**YOUR INSTRUCTIONS:** Using the entries below, write out the line with "Where is the stream", the line with "Where is the broad", and every line in between, exactly as each is written.
*** SOURCE INFORMATION Section Begins ***
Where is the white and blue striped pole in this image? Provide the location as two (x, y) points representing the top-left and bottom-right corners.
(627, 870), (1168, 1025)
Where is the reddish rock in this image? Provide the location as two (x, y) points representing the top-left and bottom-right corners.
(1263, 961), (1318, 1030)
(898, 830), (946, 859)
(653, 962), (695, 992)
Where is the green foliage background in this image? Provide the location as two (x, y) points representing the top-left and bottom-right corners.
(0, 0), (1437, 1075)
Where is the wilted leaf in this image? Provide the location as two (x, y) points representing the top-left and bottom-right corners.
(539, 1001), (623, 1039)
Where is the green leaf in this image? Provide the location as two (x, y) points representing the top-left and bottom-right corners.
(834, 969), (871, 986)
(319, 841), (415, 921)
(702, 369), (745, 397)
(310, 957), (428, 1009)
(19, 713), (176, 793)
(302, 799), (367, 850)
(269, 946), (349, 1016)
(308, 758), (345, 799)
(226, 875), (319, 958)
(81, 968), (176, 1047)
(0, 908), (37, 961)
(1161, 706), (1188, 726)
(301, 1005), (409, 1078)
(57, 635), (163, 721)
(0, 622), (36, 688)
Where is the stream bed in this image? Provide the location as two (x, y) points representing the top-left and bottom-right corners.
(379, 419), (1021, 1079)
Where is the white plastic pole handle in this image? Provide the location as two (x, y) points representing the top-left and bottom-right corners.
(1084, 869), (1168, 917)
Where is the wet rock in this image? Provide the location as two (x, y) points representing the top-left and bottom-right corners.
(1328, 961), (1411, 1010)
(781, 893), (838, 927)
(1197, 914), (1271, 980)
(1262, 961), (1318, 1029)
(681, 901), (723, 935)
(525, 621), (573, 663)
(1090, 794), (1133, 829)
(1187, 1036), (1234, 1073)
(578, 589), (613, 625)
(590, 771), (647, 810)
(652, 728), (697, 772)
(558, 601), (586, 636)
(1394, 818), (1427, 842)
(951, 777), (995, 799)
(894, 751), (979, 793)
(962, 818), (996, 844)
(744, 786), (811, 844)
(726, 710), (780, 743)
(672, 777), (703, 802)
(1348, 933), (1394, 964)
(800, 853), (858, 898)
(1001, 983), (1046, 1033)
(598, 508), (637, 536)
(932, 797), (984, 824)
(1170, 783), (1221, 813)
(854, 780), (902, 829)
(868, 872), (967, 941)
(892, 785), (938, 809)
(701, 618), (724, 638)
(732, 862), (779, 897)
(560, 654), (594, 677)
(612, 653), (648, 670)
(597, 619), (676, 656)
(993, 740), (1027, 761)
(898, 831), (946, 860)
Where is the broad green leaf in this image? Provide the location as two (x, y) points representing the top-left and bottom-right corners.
*** SOURCE INFORMATION Section Ends ***
*** SOURCE INFORMATION Section Begins ***
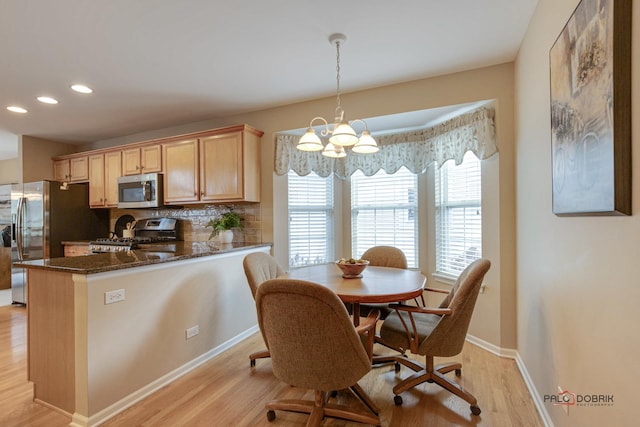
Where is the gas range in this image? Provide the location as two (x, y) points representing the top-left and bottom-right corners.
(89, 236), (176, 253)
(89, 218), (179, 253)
*** SOURCE INFORMATION Section Ends ***
**TASK SOLUTION:**
Where is the stream bed in this image? Provide the location as two (x, y) points representing the top-left and bottom-right corners.
(379, 419), (1021, 1079)
Where is the white plastic pole handle in this image? Provide the location as two (x, y) points representing the top-left and bottom-right corners.
(1084, 869), (1168, 917)
Where is the wet rock in this image? Provide the location as two (x, y) points representing the top-left and bottom-right corners.
(1328, 961), (1411, 1010)
(781, 893), (838, 927)
(1197, 914), (1271, 980)
(1262, 961), (1318, 1029)
(681, 901), (723, 935)
(525, 621), (573, 663)
(1090, 794), (1133, 829)
(1187, 1036), (1234, 1073)
(578, 589), (613, 625)
(590, 771), (647, 810)
(652, 728), (697, 772)
(558, 601), (586, 636)
(1394, 818), (1427, 842)
(951, 777), (995, 799)
(894, 751), (979, 793)
(962, 818), (996, 844)
(744, 786), (811, 844)
(726, 710), (780, 743)
(672, 777), (703, 802)
(1348, 933), (1394, 964)
(800, 853), (858, 898)
(1001, 983), (1046, 1033)
(598, 508), (637, 536)
(932, 797), (984, 824)
(1170, 783), (1221, 813)
(854, 780), (902, 829)
(868, 872), (967, 941)
(892, 785), (938, 809)
(701, 618), (724, 638)
(732, 862), (779, 897)
(560, 654), (594, 677)
(612, 653), (648, 670)
(597, 619), (676, 656)
(993, 740), (1027, 761)
(898, 831), (946, 860)
Where is the broad green leaf in this image? Provide the location as two (x, y) points representing the top-left and bottom-right corners.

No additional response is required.